- _Exercise description_:
Please copy out only the rows starting at the one containing "In this exercise you will mark each instance of the cloud" and ending at the one containing "(1151, 797)". Shift every coordinate by adding 103 to each of its numbers, and leave all other text unchanged.

- _Recorded data_:
::::::::

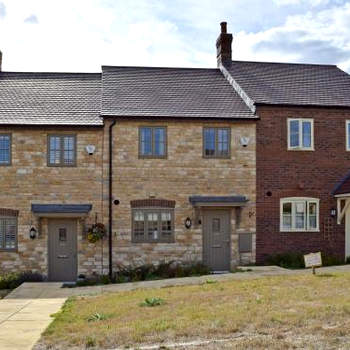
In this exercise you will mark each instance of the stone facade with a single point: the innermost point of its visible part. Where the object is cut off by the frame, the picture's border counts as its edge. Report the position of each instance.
(30, 181)
(182, 174)
(286, 173)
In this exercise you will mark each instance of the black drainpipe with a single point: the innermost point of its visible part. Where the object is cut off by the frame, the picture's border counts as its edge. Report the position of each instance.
(110, 211)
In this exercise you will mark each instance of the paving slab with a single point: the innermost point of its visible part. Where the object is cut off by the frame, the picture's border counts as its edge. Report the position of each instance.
(25, 314)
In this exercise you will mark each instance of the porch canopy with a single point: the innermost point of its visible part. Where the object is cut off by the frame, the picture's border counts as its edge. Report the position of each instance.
(342, 193)
(218, 201)
(61, 210)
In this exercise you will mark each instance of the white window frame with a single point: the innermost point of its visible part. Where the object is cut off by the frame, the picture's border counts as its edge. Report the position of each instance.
(306, 200)
(347, 146)
(300, 147)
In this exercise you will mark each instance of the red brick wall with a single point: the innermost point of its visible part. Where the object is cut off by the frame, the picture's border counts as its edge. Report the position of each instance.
(299, 174)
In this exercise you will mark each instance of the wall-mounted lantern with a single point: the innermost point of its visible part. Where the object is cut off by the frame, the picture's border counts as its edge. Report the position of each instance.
(90, 149)
(244, 141)
(32, 233)
(188, 223)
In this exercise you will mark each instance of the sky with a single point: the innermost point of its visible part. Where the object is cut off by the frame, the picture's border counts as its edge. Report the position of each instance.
(82, 35)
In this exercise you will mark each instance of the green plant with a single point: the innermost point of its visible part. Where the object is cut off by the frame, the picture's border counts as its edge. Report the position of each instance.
(96, 232)
(209, 281)
(90, 342)
(97, 317)
(151, 302)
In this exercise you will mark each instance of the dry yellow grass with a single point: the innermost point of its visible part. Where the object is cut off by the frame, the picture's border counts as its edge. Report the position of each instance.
(274, 312)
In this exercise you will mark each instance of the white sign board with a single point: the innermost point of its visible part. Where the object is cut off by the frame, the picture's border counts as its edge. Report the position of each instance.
(313, 260)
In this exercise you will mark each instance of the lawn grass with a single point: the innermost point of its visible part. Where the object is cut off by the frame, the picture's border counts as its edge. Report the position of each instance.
(274, 312)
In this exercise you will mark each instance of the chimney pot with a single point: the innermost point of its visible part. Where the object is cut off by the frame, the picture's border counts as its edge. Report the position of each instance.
(223, 27)
(223, 46)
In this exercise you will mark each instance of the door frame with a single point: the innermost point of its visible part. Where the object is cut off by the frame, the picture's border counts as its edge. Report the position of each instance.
(75, 241)
(229, 213)
(347, 235)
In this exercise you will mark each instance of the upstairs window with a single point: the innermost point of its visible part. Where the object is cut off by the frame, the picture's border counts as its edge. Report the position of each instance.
(62, 150)
(347, 125)
(300, 134)
(216, 142)
(8, 230)
(299, 214)
(152, 142)
(5, 149)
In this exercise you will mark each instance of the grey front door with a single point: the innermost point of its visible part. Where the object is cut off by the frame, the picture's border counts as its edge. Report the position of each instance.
(62, 250)
(216, 239)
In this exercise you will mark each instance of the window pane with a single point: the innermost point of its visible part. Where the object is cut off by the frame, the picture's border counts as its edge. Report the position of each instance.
(2, 233)
(294, 133)
(10, 233)
(299, 215)
(313, 215)
(223, 142)
(287, 216)
(4, 149)
(146, 141)
(166, 224)
(287, 208)
(209, 142)
(153, 231)
(306, 134)
(159, 141)
(139, 224)
(68, 150)
(55, 150)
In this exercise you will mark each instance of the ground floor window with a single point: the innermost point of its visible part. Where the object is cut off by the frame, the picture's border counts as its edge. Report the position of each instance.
(299, 214)
(8, 233)
(152, 225)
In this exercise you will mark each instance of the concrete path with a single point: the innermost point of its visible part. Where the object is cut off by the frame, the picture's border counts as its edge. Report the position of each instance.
(25, 313)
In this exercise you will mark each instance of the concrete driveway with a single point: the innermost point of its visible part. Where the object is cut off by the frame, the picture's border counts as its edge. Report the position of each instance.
(25, 314)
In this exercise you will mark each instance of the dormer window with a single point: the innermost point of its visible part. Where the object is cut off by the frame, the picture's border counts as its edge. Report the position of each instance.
(301, 134)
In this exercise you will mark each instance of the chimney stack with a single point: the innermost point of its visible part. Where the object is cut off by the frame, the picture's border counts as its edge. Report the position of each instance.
(223, 46)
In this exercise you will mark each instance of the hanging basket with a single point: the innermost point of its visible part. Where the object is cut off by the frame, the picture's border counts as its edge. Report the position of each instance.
(96, 232)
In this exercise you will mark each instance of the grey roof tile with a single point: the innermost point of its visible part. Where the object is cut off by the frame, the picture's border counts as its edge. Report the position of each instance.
(169, 92)
(292, 84)
(50, 98)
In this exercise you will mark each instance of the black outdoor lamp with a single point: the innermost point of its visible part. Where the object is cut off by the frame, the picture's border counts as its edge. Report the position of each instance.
(32, 233)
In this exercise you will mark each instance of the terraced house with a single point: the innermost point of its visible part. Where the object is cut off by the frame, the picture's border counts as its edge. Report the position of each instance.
(139, 165)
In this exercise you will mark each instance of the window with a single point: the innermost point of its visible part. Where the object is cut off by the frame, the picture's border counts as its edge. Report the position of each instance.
(5, 149)
(8, 233)
(216, 142)
(61, 150)
(300, 134)
(153, 225)
(245, 242)
(347, 125)
(152, 142)
(299, 214)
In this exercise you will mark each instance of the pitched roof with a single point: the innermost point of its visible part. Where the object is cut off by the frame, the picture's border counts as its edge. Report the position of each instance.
(293, 84)
(169, 92)
(50, 98)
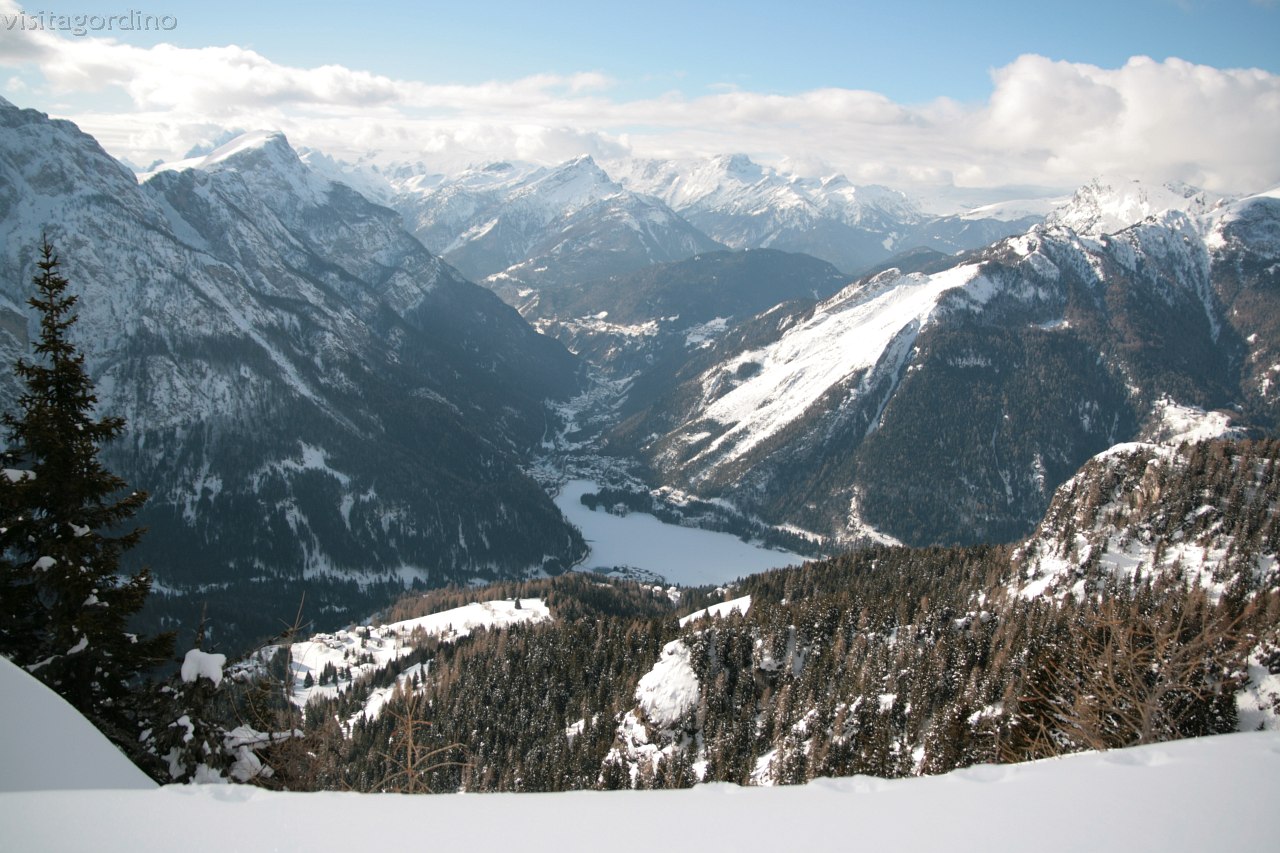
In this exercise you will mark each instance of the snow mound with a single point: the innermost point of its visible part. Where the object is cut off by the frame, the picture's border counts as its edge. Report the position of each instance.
(46, 744)
(723, 609)
(369, 647)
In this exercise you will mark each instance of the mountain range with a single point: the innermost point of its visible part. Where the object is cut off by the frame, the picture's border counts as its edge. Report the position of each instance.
(314, 401)
(318, 396)
(946, 405)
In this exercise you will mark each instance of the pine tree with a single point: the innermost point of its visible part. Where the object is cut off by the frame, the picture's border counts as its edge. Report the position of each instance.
(65, 606)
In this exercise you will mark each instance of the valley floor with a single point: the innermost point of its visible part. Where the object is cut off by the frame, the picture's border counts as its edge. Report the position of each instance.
(1202, 794)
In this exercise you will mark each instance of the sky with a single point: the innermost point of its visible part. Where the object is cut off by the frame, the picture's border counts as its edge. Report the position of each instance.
(912, 94)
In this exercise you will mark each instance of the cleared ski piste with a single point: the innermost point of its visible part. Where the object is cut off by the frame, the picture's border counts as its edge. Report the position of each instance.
(685, 556)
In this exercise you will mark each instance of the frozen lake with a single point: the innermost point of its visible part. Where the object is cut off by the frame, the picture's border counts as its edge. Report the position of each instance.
(681, 555)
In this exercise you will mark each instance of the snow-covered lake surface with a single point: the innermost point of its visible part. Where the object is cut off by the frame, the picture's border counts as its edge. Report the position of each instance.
(681, 555)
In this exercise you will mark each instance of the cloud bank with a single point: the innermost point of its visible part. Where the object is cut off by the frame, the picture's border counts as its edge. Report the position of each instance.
(1046, 123)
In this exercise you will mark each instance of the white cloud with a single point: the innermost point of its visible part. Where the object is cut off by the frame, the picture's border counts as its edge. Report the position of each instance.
(1048, 123)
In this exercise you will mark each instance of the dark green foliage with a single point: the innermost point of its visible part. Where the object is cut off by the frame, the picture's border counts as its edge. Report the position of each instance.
(887, 661)
(67, 601)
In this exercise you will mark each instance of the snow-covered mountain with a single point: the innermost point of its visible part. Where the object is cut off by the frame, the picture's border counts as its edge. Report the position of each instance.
(310, 393)
(745, 205)
(949, 405)
(1107, 204)
(522, 229)
(1151, 797)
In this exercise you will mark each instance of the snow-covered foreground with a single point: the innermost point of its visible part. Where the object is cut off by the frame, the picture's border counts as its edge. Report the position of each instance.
(366, 648)
(681, 555)
(1206, 794)
(45, 743)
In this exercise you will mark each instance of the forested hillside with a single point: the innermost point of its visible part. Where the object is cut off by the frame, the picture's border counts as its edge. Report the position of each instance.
(888, 661)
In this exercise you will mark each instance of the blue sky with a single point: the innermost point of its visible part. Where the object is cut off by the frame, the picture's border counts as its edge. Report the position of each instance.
(931, 94)
(910, 50)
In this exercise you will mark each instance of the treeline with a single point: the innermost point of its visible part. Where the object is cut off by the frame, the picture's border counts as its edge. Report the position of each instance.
(887, 662)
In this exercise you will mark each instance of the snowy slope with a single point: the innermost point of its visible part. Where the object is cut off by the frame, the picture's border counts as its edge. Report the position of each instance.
(1143, 509)
(45, 744)
(746, 205)
(1109, 204)
(291, 364)
(1193, 796)
(370, 647)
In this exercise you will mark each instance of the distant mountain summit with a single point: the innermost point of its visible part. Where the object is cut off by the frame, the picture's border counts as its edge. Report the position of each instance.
(946, 405)
(1106, 204)
(312, 397)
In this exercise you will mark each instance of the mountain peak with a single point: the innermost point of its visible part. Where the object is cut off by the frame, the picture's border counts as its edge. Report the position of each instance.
(1107, 204)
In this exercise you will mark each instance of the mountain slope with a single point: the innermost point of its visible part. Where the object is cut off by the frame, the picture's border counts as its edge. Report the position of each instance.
(310, 393)
(947, 406)
(522, 229)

::::::::

- _Answer for the task_:
In this exercise you will mark each instance of the cloud bank with a single point: the innermost point of its visible part. Where the object is cut off by the frame, the picture's border counts as its edge. Report the position of each instance.
(1149, 226)
In this exercise you will mark each instance of the white cloud with a single point: the innermost point of its visible part. Where the object is cut off by the frame, the picture's border counts as its edge. Report the position of each instance.
(1151, 226)
In this exercise you will mark each instance of the dark green foliage with a single point: the innermost point of its visible part. Where the object is cut off by the frame, the picture's border counts as its edge. Report the position of each instance.
(990, 764)
(170, 704)
In this exercise you will mark each instance of the snow-covered mountain with a single point: the innermost point of its visible part. Where the object is cut off by the frame, the picture's border counts as its edge. Report the position of each instance.
(413, 496)
(848, 308)
(1052, 508)
(1210, 307)
(625, 332)
(1254, 900)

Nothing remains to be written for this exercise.